■ **Page**:
This skill delivers concise async/await and Promise optimization guidelines to eliminate request waterfalls and maximize parallelism. It focuses on patterns for loaders, actions, fetch logic, and Promise handling that materially improve response time. Use it when writing, reviewing, or refactoring asynchronous front-end code to reduce latency and surface UI faster.

How this skill works

The skill inspects async flows and recommends transformations: start independent promises earlier, combine them with Promise.all, defer awaiting until a value is actually needed, and chain dependent calls rather than serializing unrelated ones. It flags common waterfall patterns in loaders, API routes, and component code and suggests Suspense-based UI boundaries to stream content progressively. Advice is actionable and tied to concrete code patterns so you can apply fixes quickly.

When to use it

Writing or reviewing Remix loaders or actions
Implementing or refactoring data fetching logic
Handling multiple independent async operations
Optimizing API routes or server-side loaders for latency
Adding progressive rendering with Suspense

Best practices

Parallelize independent calls with Promise.all to avoid sequential network round trips
Start promises early and await late so multiple tasks overlap
Defer awaiting until inside the branch that actually needs the result
Chain dependent operations (use .then or async/await where necessary) so only true dependencies block
Use Suspense boundaries to render layout immediately and stream heavy data into placeholders

Example use cases

Refactor a loader that currently awaits each fetch sequentially into a single Promise.all call
Change a form action to start fetches early and await all results at the end of the action
Move an await out of an unconditional path so inexpensive branches skip network work
Create Suspense-wrapped components so the page layout shows instantly while data loads
Optimize an API route by starting authentication and config fetches in parallel

FAQ

Will Promise.all ever slow things down?

No—Promise.all runs promises concurrently; it only waits for the slowest to finish. It’s appropriate when operations are independent. For partial failure handling, use Promise.allSettled or individual try/catch.

When should I avoid parallelizing calls?

Avoid parallelizing when calls are logically dependent (one requires the result of another) or when external rate limits enforce sequencing. In those cases chain the dependent call and parallelize only independent work.

■ **Given records**:
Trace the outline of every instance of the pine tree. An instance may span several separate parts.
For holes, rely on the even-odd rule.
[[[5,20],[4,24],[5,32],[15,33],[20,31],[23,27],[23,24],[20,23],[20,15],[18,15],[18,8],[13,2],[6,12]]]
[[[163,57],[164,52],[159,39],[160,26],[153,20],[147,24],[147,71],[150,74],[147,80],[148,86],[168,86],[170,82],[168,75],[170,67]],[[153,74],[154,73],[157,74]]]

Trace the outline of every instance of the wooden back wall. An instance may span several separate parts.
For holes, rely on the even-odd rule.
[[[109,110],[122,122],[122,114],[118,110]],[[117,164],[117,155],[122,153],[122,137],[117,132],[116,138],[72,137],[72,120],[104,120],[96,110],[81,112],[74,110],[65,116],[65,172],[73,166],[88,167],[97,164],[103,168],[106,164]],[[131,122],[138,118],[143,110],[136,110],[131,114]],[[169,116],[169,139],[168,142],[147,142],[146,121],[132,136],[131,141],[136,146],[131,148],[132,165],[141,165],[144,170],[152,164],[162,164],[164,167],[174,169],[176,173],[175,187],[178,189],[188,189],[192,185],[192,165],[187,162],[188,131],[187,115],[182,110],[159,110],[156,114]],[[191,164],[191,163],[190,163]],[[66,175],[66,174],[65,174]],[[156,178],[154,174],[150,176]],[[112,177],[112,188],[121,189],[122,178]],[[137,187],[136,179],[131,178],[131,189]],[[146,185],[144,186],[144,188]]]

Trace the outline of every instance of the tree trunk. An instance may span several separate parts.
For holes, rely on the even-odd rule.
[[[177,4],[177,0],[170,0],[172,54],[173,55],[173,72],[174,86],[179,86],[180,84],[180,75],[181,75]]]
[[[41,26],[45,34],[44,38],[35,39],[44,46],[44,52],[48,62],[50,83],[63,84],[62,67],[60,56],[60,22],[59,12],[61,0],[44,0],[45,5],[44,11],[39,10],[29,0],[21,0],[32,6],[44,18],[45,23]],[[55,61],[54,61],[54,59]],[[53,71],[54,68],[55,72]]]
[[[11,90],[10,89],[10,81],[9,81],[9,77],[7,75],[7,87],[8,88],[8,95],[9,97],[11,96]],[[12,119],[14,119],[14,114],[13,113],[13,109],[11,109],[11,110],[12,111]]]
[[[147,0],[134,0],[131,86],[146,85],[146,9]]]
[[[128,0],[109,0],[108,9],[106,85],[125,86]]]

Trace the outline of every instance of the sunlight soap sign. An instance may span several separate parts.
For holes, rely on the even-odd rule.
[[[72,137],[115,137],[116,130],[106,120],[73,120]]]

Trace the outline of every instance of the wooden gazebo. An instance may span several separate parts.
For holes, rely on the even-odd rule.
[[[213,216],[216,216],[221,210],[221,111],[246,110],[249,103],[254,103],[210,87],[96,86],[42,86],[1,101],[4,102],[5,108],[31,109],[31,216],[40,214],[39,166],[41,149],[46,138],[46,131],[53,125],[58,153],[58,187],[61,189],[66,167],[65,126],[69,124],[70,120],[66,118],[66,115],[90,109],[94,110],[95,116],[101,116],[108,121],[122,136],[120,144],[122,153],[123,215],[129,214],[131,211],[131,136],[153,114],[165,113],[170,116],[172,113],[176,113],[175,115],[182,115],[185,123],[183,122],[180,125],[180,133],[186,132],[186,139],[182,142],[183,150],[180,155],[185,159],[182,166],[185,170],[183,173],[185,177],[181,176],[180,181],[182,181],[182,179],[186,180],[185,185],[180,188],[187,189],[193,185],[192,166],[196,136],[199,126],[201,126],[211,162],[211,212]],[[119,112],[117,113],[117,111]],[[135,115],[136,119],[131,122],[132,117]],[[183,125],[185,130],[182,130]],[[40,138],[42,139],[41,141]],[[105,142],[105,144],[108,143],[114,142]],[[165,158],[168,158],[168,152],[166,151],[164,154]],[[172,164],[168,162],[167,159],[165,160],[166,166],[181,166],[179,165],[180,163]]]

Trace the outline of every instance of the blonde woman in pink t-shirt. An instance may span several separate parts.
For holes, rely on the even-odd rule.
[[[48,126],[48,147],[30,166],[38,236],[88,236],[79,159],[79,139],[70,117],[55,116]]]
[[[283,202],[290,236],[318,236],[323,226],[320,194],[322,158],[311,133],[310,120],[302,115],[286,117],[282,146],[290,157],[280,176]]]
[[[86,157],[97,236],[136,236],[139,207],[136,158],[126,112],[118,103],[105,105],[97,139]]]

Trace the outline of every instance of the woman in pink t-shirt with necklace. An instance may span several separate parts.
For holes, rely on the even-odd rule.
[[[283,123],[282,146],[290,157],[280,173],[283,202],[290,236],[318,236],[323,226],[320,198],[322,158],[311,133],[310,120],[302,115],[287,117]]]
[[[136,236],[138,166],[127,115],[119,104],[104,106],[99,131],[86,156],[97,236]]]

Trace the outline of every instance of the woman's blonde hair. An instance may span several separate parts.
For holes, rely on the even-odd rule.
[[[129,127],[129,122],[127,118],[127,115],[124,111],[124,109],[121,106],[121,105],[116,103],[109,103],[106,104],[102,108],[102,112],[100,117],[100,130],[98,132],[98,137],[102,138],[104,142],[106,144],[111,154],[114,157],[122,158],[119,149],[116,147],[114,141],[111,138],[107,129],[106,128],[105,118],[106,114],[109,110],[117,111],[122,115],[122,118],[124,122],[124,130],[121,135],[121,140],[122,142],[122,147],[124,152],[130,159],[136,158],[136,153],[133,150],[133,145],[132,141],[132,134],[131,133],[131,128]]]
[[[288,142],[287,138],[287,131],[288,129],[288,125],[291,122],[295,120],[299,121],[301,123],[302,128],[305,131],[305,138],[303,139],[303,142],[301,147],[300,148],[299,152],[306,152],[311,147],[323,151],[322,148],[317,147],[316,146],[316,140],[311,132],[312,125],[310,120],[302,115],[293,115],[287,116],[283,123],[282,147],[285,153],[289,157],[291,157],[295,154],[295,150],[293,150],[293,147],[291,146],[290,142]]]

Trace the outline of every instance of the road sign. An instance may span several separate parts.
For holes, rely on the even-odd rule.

■ **Problems**:
A – Duplicate the passage of the async/await page from "No—Promise.all runs promises" to "or individual try/catch.".
B – List every line of the entries that contains the string "span", matching case.
The page on async/await optimization and the entries have no connection to each other.

■ **Exercise responses**:
A –
No—Promise.all runs promises concurrently; it only waits for the slowest to finish. It’s appropriate when operations are independent. For partial failure handling, use Promise.allSettled or individual try/catch.

B –
Trace the outline of every instance of the pine tree. An instance may span several separate parts.
Trace the outline of every instance of the wooden back wall. An instance may span several separate parts.
Trace the outline of every instance of the tree trunk. An instance may span several separate parts.
Trace the outline of every instance of the sunlight soap sign. An instance may span several separate parts.
Trace the outline of every instance of the wooden gazebo. An instance may span several separate parts.
Trace the outline of every instance of the blonde woman in pink t-shirt. An instance may span several separate parts.
Trace the outline of every instance of the woman in pink t-shirt with necklace. An instance may span several separate parts.
Trace the outline of every instance of the woman's blonde hair. An instance may span several separate parts.
Trace the outline of every instance of the road sign. An instance may span several separate parts.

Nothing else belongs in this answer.